2.2 Pengendalian Proyek
Suatu kegiatan pengawasan/Monitoring suatu Proyek supaya proyek bisa berjalan
dengan lancar dan mendapatkan mutu yang baik, penggunaan biaya dan waktu serta evaluasi
atau pengambilan langkah-langkah yang diperlukan pada saat pelaksanaan, agar proyek
dapat selesai sesuai dengan yang direncanakan .
Dalam rangka pengendalian dan pengawasan pekerjaan di lapangan atau lazim
disebut monitoring (Pengendalian Mutu, Waktu dan Biaya) suatu media atau alat yang
mampu merangkum informasi-informasi secara tepat dan cepat dapat diketahui.
Umumnya pengendalian tersebut dipakai media jaringan kerja, curve S, RAB formulir
disamping Kontrak (spesifikasi Teknis, Gambar dll). Media komunikasi tersebut bermanfaat
untuk memastikan tentang kondisi kemajuan proyek, masalah yang terjadi, serta keputusan
dan tindakan yang diambil oleh yang berwenang.
5
2.2.1 Kurva S
Kurva S pertama kali dikembangkan atas dasar pengamatan terhadap
pelaksanaan sejumlah proyek dari awal hingga selesai. Kurva S secara grafis adalah
penggambaran kemajuan kerja (bobot %) kumulatif pada sumbu vertikal terhadap
waktu pada sumbu horizontal. Bobot kegiatan adalah nilai persentase proyek dimana
penggunaannya dipakai untuk mengetahui kemajuan proyek tersebut. Kemajuan
kegiatan biasanya diukur terhadap jumlah uang yang telah dikeluarkan oleh proyek.
Pembandingan kurva S rencana dengan kurva pelaksanaan memungkinkan dapat
diketahuinya kemajuan pelaksanaan proyek apakah sesuai, lambat, ataupun lebih dari
yang direncanakan (Luthan & Syafriandi, 2006)
Adapun fungsi kurva S adalah sebagai berikut :
a. Menentukan waktu penyelesaian proyek.
b. Menentukan waktu penyelesaian bagian proyek.
c. Menentukan besarnya biaya pelaksanaan proyek.
d. Menentukan waktu untuk mendatangkan material dan alat yang akan dipakai.
2.2.2 Analisa Harga Satuan
Analisa harga satuan berfungsi sebagai pedoman awal perhitungan rencana
anggaran biaya yang didalamya terdapat angka yang menunjukan jumlah material,
tenaga dan biaya persatuan pekerjaan. Untuk mendapatkan daftar harga baik bahan
maupun upah dapat diperoleh melalui berbagai media antara lain :
- Daftar harga yang dikeluarkan oleh Pemerintah Daerah setempat.
┄┄┄┄┄┄
Petunjuk dan Ketentuan -> Salin bagian bacaan tentang pengendalian proyek mulai dari "Pembandingan kurva S" sampai dengan "Pemerintah Daerah setempat." tanpa mengubah satu kata pun. Catatan-catatan di bawah ini tidak berhubungan dengan bacaan tentang pengendalian proyek.
┄┄┄┄┄┄
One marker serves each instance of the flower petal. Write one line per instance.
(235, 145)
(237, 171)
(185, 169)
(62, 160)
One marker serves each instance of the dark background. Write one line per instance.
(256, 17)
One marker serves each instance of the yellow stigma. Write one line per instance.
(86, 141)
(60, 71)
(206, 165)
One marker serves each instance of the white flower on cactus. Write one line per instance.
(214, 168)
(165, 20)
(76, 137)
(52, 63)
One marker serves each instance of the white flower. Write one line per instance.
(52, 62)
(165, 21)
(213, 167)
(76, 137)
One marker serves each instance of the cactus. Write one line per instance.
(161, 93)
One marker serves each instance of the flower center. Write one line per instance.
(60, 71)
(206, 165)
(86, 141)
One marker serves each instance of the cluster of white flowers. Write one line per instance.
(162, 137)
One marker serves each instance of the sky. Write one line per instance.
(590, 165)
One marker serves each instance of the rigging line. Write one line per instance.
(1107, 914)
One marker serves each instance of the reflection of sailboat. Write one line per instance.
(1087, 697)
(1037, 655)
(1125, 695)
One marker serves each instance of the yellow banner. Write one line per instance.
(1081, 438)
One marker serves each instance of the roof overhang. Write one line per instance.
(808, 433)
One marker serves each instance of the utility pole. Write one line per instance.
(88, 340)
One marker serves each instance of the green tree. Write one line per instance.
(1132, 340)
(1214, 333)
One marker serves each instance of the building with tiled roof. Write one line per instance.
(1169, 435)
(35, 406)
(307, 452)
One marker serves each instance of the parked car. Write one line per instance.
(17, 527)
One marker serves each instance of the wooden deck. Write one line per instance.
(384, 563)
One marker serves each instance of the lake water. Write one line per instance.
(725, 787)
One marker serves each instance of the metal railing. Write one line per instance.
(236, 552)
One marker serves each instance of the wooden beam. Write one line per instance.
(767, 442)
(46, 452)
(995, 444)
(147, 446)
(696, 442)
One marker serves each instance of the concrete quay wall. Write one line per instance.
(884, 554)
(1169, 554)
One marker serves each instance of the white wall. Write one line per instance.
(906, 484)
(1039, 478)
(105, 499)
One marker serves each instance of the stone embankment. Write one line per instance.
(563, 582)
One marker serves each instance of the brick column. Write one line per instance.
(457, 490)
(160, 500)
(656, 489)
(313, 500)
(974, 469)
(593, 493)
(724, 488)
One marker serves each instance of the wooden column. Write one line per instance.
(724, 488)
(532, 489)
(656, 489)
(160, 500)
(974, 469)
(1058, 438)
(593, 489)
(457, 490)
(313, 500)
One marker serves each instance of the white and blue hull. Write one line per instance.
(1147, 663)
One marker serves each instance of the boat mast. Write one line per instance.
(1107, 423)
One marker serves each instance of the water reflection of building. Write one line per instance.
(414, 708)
┄┄┄┄┄┄
Jawaban Latihan ->
Pembandingan kurva S rencana dengan kurva pelaksanaan memungkinkan dapat
diketahuinya kemajuan pelaksanaan proyek apakah sesuai, lambat, ataupun lebih dari
yang direncanakan (Luthan & Syafriandi, 2006)
Adapun fungsi kurva S adalah sebagai berikut :
a. Menentukan waktu penyelesaian proyek.
b. Menentukan waktu penyelesaian bagian proyek.
c. Menentukan besarnya biaya pelaksanaan proyek.
d. Menentukan waktu untuk mendatangkan material dan alat yang akan dipakai.
2.2.2 Analisa Harga Satuan
Analisa harga satuan berfungsi sebagai pedoman awal perhitungan rencana
anggaran biaya yang didalamya terdapat angka yang menunjukan jumlah material,
tenaga dan biaya persatuan pekerjaan. Untuk mendapatkan daftar harga baik bahan
maupun upah dapat diperoleh melalui berbagai media antara lain :
- Daftar harga yang dikeluarkan oleh Pemerintah Daerah setempat.